=== Available data ===

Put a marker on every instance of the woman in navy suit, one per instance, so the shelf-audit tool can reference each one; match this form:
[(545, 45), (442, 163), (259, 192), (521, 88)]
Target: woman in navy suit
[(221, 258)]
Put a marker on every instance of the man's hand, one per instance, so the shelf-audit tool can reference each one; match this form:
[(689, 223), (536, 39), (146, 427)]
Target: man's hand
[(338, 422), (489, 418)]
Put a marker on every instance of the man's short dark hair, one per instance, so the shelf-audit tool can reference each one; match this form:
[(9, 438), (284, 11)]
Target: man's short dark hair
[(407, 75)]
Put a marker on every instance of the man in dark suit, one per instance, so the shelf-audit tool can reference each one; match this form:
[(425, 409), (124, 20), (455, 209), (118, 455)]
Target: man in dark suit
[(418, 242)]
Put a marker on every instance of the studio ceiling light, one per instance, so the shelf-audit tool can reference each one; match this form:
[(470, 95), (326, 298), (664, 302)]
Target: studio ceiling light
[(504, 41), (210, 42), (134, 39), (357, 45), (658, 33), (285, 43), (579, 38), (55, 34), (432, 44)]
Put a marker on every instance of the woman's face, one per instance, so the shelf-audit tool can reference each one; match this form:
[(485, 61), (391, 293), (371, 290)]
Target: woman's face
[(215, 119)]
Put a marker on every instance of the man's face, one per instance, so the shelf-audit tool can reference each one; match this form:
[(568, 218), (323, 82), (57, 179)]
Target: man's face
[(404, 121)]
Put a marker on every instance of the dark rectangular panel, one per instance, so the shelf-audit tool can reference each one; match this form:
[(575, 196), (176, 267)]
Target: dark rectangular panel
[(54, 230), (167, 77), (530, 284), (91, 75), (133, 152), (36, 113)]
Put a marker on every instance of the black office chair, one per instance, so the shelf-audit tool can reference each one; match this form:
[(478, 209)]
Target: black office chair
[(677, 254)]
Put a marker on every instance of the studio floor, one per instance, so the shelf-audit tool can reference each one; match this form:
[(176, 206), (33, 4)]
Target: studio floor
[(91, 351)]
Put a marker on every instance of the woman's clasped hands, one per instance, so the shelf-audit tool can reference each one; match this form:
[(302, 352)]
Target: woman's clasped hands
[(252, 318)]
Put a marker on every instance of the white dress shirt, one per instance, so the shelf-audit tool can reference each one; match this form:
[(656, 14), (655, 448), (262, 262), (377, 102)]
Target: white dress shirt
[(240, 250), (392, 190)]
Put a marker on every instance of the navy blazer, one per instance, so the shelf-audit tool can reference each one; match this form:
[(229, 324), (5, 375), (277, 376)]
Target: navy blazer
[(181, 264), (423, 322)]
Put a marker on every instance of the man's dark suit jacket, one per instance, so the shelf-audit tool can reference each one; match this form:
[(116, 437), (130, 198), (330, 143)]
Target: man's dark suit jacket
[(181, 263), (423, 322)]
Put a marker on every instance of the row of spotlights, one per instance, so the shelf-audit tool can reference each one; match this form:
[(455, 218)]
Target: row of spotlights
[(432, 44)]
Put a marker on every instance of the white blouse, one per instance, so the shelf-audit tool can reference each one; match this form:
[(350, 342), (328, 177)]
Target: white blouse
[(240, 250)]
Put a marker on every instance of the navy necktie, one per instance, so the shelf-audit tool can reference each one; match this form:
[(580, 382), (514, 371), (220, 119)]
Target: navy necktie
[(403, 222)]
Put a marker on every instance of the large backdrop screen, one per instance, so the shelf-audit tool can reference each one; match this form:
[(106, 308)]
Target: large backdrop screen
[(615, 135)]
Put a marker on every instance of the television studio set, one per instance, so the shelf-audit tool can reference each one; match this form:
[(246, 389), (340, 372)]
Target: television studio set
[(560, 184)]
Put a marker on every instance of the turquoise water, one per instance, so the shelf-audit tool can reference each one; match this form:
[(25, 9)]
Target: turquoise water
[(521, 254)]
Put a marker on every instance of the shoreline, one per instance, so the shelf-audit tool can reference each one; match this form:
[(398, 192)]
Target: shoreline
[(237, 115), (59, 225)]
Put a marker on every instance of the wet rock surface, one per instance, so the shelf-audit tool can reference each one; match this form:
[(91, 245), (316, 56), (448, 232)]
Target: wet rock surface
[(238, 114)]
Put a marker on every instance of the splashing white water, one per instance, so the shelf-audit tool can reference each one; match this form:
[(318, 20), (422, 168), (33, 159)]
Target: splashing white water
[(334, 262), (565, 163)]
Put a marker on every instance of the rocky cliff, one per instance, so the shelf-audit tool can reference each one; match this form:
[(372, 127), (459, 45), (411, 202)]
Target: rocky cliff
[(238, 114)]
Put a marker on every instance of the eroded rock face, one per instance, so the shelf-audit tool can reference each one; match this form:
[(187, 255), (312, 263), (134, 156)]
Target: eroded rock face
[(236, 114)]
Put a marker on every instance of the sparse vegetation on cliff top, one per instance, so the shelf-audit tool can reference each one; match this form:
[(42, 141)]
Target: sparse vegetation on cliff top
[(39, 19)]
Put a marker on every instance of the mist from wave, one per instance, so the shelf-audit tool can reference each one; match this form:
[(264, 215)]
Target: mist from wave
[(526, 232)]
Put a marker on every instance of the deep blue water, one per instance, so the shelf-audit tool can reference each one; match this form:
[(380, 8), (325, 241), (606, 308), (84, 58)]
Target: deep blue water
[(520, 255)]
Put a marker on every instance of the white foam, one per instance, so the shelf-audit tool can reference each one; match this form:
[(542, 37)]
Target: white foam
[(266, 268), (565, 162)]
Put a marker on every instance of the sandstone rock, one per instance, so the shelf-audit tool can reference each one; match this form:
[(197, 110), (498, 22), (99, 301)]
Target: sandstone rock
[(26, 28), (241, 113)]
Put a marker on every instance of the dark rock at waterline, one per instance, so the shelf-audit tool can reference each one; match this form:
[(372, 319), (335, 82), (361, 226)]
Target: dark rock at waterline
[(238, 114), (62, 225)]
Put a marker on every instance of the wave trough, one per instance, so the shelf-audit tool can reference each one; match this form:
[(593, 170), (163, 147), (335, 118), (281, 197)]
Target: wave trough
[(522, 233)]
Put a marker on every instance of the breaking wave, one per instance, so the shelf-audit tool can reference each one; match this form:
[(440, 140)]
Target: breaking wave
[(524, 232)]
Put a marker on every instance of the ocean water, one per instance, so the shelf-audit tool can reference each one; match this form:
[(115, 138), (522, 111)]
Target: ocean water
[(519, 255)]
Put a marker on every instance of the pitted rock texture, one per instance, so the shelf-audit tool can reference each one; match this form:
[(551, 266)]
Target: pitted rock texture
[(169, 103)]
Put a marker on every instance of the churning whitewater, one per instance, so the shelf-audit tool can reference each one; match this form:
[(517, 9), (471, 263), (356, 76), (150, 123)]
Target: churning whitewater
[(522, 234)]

===

Task directions: Starting at the first line of the data and ending at the line that contains "[(418, 242)]", lay out each line as a row of a Markdown table with the columns Row and Line, numbering the rows and leaving out blank lines.

Answer in full:
| Row | Line |
|---|---|
| 1 | Put a marker on every instance of the woman in navy suit, one per instance, so the shelf-audit tool can reference each one; match this form: |
| 2 | [(545, 45), (442, 163), (259, 192), (521, 88)] |
| 3 | Target: woman in navy suit |
| 4 | [(221, 258)] |
| 5 | Put a marker on every instance of the man's hand, one per instance, so the shelf-audit tool can reference each one; match this form: |
| 6 | [(689, 223), (536, 39), (146, 427)] |
| 7 | Target: man's hand |
| 8 | [(338, 422), (489, 418)] |
| 9 | Put a marker on every instance of the man's short dark hair, one per instance, so the shelf-audit tool can reference each one; match this form: |
| 10 | [(9, 438), (284, 11)] |
| 11 | Target: man's short dark hair |
| 12 | [(407, 75)] |
| 13 | Put a marker on every instance of the man in dark suit, one per instance, so the shelf-audit tool can reference each one; match this form: |
| 14 | [(425, 409), (124, 20), (455, 209), (118, 455)] |
| 15 | Target: man in dark suit |
| 16 | [(418, 242)] |